-- Start EXTRACT --

Wednesday 26 August 2015

Ticket prices for the musical Elf - opening in London this Christmas - have been released, and the average price is around £250. Per ticket. So if you're the sort of family so beloved of detergent adverts - two parents, two kids - it will cost you around a thousand pounds just to get in through the door. And that's assuming that you live in the doorway of the theatre, and so have no travel costs to consider.
It is, obviously, too much for a family ticket to a Christmas musical that presumably lasts less than three hours. On average, a trip for the same family to Disneyland Paris for two days costs almost half that. And that includes a couple of rooms and breakfast. A 1k ticket price puts a lot of pressure on the creative team. I'm not sure that I'd want to be the writer(s) on that show. The expectations for the musical will be so significant, so huge, that it's reasonably unlikely that anyone sitting in the stalls are going to be truly blown away by what they see. Particularly if they already know that they're going to have to be hitch-hiking for the journey home.
Clearly the production will want to be awe-inspiring and magical. It's a Christmas-based show performed during the Christmas period, inspired by a genuine modern classic, and it's a fair bet that their fake snow will cost as much as the entire annual budget of many regional theatres. And while it's true that you can produce a lot of magical glitter for very little, audiences are arguably ever more demanding.
I don't get up to London theatre as much as I'd like to, simply because it's already too expensive for me. My budget dictates that as soon as we get past £25, maybe £35 a seat, I'm probably going to turn around and make my excuses. My excuses largely being that as much as I'd like to see Miss Saigon, I'd also like to eat this week. But here's the thing: £35 a ticket (for the cheap seats) isn't of itself overpriced. Obviously, many London theatres are around a thousand seats or more, and so even if each ticket is just £5, that will be (hang on - where's my calculator) five thousand pounds coming through the box office. And yet. That's not a clear five thousand for the theatre: each actor has to be paid Equity rates, as does every stage manager, costume fitter, sound and light operators, riggers, set designers, writers, musicians, ushers, and the many others on each production that I'm failing to list here. As much as I can't really afford any ticket over £40, I also am impressed that any major London production is able to let tickets go for anything less. I suppose we can thank the 'early adopters' - those people who do pay full whack for a show, allowing the rest of us to get a ticket for much less. Although if you do get a £10 ticket on the front seat, it is considered polite to keep your mouth shut about it, just on the off-chance that you're sitting next to a family of four that don't know how they're getting home tonight.

-- End EXTRACT --
-- Start MATERIAL --

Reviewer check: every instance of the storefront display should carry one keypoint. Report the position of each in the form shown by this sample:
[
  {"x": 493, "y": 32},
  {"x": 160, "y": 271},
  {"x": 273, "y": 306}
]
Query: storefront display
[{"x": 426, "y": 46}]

-- End MATERIAL --
-- Start MATERIAL --

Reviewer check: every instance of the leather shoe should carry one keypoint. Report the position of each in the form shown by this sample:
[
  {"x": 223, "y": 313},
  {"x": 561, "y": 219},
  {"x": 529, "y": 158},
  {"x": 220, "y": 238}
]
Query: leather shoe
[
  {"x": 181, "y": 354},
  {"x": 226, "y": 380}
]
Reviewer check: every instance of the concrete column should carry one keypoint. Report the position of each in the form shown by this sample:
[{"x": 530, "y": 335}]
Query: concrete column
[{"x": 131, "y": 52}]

-- End MATERIAL --

■ INSTRUCTIONS
a – Check each statement against the post on Elf ticket prices. For each, answer yes or no and quote the words from the post that decide it.
(i) The average price of a ticket to Elf is around £250.
(ii) A two-day Disneyland Paris trip for the same family costs more than the Elf tickets.
(iii) The writer's budget stops at roughly £25 to £35 a seat.
b – List each distinct amount that the post on Elf ticket prices writes with the £ sign.

■ WRITTEN RESPONSES
a –
(i) Yes: "the average price is around £250."
(ii) No: "a trip for the same family to Disneyland Paris for two days costs almost half that."
(iii) Yes: "as soon as we get past £25, maybe £35 a seat, I'm probably going to turn around and make my excuses."

b – £250, £25, £35, £5, £40, £10